*TEKS YANG DITAMPILKAN*:
════════════════
Siswa Diakrabkan dengan Bahan Bacaan
JAKARTA, KOMPAS — Mengatasi rendahnya kemampuan literasi bangsa, sejumlah sekolah membuat terobosan. Meski sederhana, cara itu membawa perubahan positif pada perilaku siswa.
Mereka memanfaatkan komitmen masyarakat sekitar sekolah untuk turut membangun literasi tidak hanya di dalam sekolah, tetapi juga di lingkungan sekitar.
"Siswa tak akrab dengan buku pelajaran. Jadi, setiap pagi selama 30 menit sebelum pelajaran, mereka diajak membaca bacaan ringan," kata Kuruna Sujati Pitaya Niawati, Kepala Sekolah SDN Karangmojo II Gunung Kidul, Yogyakarta, ketika dihubungi dari Jakarta, Kamis (24/5/2108).
Bacaan ringan tersebut berupa cerita rakyat, kisah para nabi ataupun kisah-kisah rohani lainnya, dan biografi orang terkenal. Khusus untuk siswa kelas I dan II, mereka membaca komik dan cerita bergambar.
Kuruna mengungkapkan, metode ini bertujuan mengakrabkan siswa dengan teks. Mayoritas siswa di SD tersebut berasan dari keluarga yang tidak memiliki kebiasaan membaca. Apabila pengalaman membaca pertama mereka langsung ke buku pelajaran, siswa akan trauma dan menganggap membaca tidak menyenangkan.
Setiap hari, seusai membaca, siswa wajib menuliskan poin-poin penting bacaan ke dalam buku literasi. Poin-poin itu berfungsi sebagai kerangka karangan mingguan mengenai kesimpulan siswa atas setiap topik bacaan yang selalu dikumpulkan pada hari Sabtu. Setiap Sabtu pula siswa bergiliran menyampaikan isi bacaan di depan kelas.
════════════════
*BAHAN YANG DISEDIAKAN*:

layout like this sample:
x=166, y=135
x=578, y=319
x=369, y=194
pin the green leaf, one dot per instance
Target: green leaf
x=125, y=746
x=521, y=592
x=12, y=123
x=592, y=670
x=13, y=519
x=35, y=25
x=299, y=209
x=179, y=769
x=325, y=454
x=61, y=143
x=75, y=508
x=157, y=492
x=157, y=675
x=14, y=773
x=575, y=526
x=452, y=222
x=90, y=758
════════════════
*DAFTAR TUGAS*:
- a) Salin persis bagian artikel tentang literasi siswa mulai dari "Siswa Diakrabkan dengan" sampai dengan "dan cerita bergambar.".
- b) Tuliskan kembali semua catatan di atas baris demi baris tanpa mengubah apa pun.
Artikel tentang literasi siswa ini tidak ada hubungannya dengan catatan yang menyertainya.

*JAWABAN AKHIR*:
- a)
Siswa Diakrabkan dengan Bahan Bacaan
JAKARTA, KOMPAS — Mengatasi rendahnya kemampuan literasi bangsa, sejumlah sekolah membuat terobosan. Meski sederhana, cara itu membawa perubahan positif pada perilaku siswa.
Mereka memanfaatkan komitmen masyarakat sekitar sekolah untuk turut membangun literasi tidak hanya di dalam sekolah, tetapi juga di lingkungan sekitar.
"Siswa tak akrab dengan buku pelajaran. Jadi, setiap pagi selama 30 menit sebelum pelajaran, mereka diajak membaca bacaan ringan," kata Kuruna Sujati Pitaya Niawati, Kepala Sekolah SDN Karangmojo II Gunung Kidul, Yogyakarta, ketika dihubungi dari Jakarta, Kamis (24/5/2108).
Bacaan ringan tersebut berupa cerita rakyat, kisah para nabi ataupun kisah-kisah rohani lainnya, dan biografi orang terkenal. Khusus untuk siswa kelas I dan II, mereka membaca komik dan cerita bergambar.

- b)
layout like this sample:
x=166, y=135
x=578, y=319
x=369, y=194
pin the green leaf, one dot per instance
Target: green leaf
x=125, y=746
x=521, y=592
x=12, y=123
x=592, y=670
x=13, y=519
x=35, y=25
x=299, y=209
x=179, y=769
x=325, y=454
x=61, y=143
x=75, y=508
x=157, y=492
x=157, y=675
x=14, y=773
x=575, y=526
x=452, y=222
x=90, y=758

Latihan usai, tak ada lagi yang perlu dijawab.